* [What to work on]: Please count the lines in the rows below that contain the string "target", with case counting, and reply with only that number.

* [Supplied records]:
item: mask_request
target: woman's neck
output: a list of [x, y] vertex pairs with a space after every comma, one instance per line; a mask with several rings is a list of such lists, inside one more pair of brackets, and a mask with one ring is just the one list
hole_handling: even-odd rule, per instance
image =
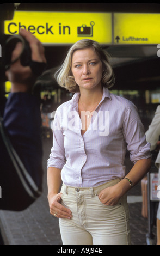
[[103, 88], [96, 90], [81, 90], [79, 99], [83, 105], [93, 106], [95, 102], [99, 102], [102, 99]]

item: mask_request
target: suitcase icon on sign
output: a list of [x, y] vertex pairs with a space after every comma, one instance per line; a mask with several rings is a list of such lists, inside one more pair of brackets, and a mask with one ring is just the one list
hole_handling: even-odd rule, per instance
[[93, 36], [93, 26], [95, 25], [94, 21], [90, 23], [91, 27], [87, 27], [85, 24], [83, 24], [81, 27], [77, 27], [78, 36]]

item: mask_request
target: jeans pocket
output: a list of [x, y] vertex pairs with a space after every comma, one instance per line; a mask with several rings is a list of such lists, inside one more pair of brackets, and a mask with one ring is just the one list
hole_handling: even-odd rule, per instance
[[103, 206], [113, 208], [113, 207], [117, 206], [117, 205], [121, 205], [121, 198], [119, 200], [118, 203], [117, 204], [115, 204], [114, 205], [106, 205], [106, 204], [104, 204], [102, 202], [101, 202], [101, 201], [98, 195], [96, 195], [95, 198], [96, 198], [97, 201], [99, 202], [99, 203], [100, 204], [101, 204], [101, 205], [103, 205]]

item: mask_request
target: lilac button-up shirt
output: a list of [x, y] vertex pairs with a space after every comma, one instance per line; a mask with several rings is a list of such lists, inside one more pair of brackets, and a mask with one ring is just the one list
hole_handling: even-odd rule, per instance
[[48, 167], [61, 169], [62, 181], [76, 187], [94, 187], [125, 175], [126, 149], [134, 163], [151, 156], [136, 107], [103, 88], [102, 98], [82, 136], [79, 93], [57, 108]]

---

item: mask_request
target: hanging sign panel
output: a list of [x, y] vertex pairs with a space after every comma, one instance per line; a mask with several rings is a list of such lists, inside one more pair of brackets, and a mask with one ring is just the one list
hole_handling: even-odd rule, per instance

* [Response to the exercise]: 5